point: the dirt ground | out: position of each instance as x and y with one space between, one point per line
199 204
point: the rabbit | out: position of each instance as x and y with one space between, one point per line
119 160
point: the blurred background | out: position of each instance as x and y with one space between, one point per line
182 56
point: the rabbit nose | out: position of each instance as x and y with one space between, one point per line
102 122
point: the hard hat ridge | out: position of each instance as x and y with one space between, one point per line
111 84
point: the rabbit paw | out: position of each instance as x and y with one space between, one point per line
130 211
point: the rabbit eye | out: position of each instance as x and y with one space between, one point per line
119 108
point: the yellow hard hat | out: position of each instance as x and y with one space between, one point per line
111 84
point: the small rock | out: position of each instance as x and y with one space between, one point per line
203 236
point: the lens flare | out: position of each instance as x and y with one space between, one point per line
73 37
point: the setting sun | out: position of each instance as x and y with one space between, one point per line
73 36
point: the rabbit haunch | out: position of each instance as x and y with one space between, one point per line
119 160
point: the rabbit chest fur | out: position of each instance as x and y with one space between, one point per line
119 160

^^^^

> **Stated goal**: Please write out all the records above again, substituting "hare" for each "rabbit" and keeping everything else the same.

> **Response below**:
point: the dirt ground | out: position of each instance as x and y with one space between, one point per line
199 204
point: the hare | out: position of each instance as x and y with one space between, one point per line
119 160
point: the blurred background | out: position of each instance as x and y with one space between, one point per line
182 56
point: the hare nose | out: position of each instance as x and y with one space between, one point per line
102 122
point: the hard hat ridge | out: position of each instance as x and y with one space between, one point per line
111 84
point: the hare paw | out: position of each instance as x and y with one space between, one point per line
130 211
point: the hare eye | out: position of each instance as x and y with one space between, one point per line
119 108
point: the yellow hard hat | out: position of each instance as x and y with one space between, one point per line
111 84
point: the small rock | out: position of each instance as x and y with one space between, one point per line
203 236
point: the lens flare | out: position of each instance as x and y with one space between, one point per line
73 37
point: the setting sun | out: position of each instance as x and y with one space between, one point per line
73 36
point: the hare haunch | out: position of each instance as x and y with one space between, one point per line
119 160
point: the hare chest fur | out: position of each instance as x and y with one space between, one point per line
119 160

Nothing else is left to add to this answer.